## Start

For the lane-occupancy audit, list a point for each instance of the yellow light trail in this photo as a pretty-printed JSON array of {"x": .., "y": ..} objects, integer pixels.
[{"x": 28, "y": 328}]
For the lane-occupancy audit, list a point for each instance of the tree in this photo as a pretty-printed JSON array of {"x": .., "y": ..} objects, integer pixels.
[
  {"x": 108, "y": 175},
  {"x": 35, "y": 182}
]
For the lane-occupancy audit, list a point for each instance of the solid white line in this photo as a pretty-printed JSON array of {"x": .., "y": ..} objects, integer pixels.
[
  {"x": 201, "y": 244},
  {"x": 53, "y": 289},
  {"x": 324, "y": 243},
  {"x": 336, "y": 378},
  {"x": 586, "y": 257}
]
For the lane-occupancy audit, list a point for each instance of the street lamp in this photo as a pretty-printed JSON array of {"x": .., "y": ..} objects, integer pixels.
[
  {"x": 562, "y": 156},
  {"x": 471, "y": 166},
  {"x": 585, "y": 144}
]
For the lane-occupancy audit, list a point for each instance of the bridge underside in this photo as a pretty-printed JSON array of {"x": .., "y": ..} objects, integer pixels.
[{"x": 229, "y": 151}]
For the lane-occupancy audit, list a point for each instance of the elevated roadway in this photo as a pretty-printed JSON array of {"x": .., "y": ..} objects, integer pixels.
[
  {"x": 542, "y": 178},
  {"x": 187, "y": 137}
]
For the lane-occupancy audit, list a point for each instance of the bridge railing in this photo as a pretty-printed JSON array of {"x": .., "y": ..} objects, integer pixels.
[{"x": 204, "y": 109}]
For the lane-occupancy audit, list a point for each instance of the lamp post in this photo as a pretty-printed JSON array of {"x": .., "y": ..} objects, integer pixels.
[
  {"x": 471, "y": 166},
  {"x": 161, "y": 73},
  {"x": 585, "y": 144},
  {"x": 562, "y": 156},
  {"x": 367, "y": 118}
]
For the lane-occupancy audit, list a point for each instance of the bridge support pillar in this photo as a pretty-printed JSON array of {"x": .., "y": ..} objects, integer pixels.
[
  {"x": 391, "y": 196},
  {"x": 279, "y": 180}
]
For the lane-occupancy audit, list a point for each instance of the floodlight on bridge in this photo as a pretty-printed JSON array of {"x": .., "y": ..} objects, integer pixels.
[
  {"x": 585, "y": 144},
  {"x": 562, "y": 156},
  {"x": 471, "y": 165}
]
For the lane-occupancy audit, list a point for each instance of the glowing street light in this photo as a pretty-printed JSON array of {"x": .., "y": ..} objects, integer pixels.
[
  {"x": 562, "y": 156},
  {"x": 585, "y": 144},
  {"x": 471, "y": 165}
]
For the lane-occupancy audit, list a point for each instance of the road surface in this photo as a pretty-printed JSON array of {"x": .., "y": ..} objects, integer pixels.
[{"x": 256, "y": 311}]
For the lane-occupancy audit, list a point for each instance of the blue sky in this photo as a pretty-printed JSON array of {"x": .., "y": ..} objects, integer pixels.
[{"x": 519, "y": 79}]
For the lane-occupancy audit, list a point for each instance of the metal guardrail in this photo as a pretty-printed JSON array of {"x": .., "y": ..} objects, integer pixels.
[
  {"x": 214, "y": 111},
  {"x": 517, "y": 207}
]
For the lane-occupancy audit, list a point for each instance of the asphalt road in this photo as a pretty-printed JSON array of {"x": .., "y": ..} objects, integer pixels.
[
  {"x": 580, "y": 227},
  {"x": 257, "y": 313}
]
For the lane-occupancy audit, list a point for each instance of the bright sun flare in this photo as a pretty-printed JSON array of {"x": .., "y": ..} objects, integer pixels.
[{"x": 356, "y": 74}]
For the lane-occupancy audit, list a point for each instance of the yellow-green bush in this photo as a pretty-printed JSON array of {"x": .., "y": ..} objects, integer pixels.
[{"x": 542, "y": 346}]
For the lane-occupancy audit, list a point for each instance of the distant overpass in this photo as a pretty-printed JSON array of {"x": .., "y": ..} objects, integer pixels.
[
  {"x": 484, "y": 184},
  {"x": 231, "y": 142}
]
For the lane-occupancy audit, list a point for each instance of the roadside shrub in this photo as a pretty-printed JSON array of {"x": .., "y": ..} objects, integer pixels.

## End

### [Set exercise]
Copy out all of the records above word for word, with nothing changed.

### [Output of the task]
For the lane-occupancy audit, list a point for each instance of the yellow light trail in this photo as a pretty-printed JSON array of {"x": .., "y": ..} objects, integer pixels.
[{"x": 28, "y": 328}]
For the lane-occupancy audit, list a point for each instance of the tree in this photo as a pretty-printed JSON array of {"x": .., "y": ..} objects, integer pixels.
[
  {"x": 108, "y": 175},
  {"x": 35, "y": 182}
]
For the lane-occupancy audit, list a point for each instance of the solid white line in this photo as a pretty-printed JSON array of {"x": .., "y": ..} objects, integer pixels.
[
  {"x": 201, "y": 244},
  {"x": 53, "y": 289},
  {"x": 324, "y": 243},
  {"x": 336, "y": 378},
  {"x": 586, "y": 257}
]
For the lane-occupancy audit, list a point for each instance of the street lamp in this photo as a pretty-printed JSON array of {"x": .., "y": ..} objects, integer pixels.
[
  {"x": 562, "y": 156},
  {"x": 471, "y": 166},
  {"x": 585, "y": 144}
]
For the lane-occupancy audit, list a point for each instance of the bridge underside in this photo as a pretty-printed JSON array of {"x": .., "y": ..} objects, integer pixels.
[{"x": 229, "y": 151}]
For the lane-occupancy audit, list a point for each instance of the elevated roadway in this photo as a pretty-printed JSON array of {"x": .., "y": ..} objects, integer pixels.
[
  {"x": 542, "y": 178},
  {"x": 187, "y": 137}
]
For the lane-occupancy audit, list a point for each instance of the bridge railing in this photo as a pretty-printed JSON array of {"x": .., "y": ..} objects, integer pixels.
[{"x": 204, "y": 109}]
For the lane-occupancy audit, list a point for each instance of the lamp post in this photo as a pretty-printed JSON array of {"x": .., "y": ..} objects, integer pixels.
[
  {"x": 471, "y": 166},
  {"x": 161, "y": 73},
  {"x": 585, "y": 144},
  {"x": 562, "y": 156},
  {"x": 367, "y": 118}
]
For the lane-occupancy audit, list a point for each instance of the bridge support pillar in this photo as a pretty-printed JSON array of {"x": .., "y": ..} objects, integer pixels.
[
  {"x": 391, "y": 196},
  {"x": 279, "y": 180}
]
For the lane-occupancy audit, list a point for each instance of the floodlight on bridge in this photo as a pretty-printed JSON array of {"x": .., "y": ..} objects, integer pixels.
[
  {"x": 585, "y": 144},
  {"x": 562, "y": 156},
  {"x": 471, "y": 165}
]
For the lane-occupancy audit, list a point for each instance of the glowing street light in this photo as a pretty-printed JSON array of {"x": .., "y": ..} objects, integer pixels.
[
  {"x": 562, "y": 156},
  {"x": 585, "y": 144},
  {"x": 471, "y": 165}
]
For the lane-occupancy audit, list a point for each instance of the road surface in this photo as a pretty-printed JSON array of {"x": .., "y": ..} objects, integer pixels.
[{"x": 256, "y": 311}]
For the lane-occupancy audit, list a point for each instance of the blue sky in this photo as a pretty-printed JSON array of {"x": .., "y": ..} objects, integer pixels.
[{"x": 519, "y": 79}]
For the lane-occupancy audit, list a point for each instance of the metal guardrail in this photo as a pretty-printed JSON array of {"x": .., "y": ..} objects, integer pixels.
[
  {"x": 214, "y": 111},
  {"x": 517, "y": 207}
]
For the lane-occupancy audit, list a point for each instance of the asphalt road in this photo as a pretty-printed JSON array of {"x": .., "y": ..} objects, integer pixels.
[
  {"x": 580, "y": 227},
  {"x": 257, "y": 313}
]
For the lane-occupancy audit, list a point for each instance of the bright sun flare in this photo as a pretty-printed JSON array of {"x": .., "y": ..} objects, integer pixels.
[{"x": 356, "y": 74}]
For the lane-occupancy audit, list a point for each instance of the yellow-green bush in this photo as a pretty-printed JSON array of {"x": .., "y": ..} objects, integer pixels.
[{"x": 542, "y": 346}]
For the lane-occupancy audit, list a point for each instance of the distant overpass in this photo as a pretty-printed JSON array of {"x": .., "y": ..} objects, integer pixels.
[
  {"x": 484, "y": 184},
  {"x": 231, "y": 142}
]
For the lane-occupancy audit, list a point for each instance of the roadside shrub in this photo as a pretty-printed JSON array of {"x": .., "y": ..} objects, integer pixels.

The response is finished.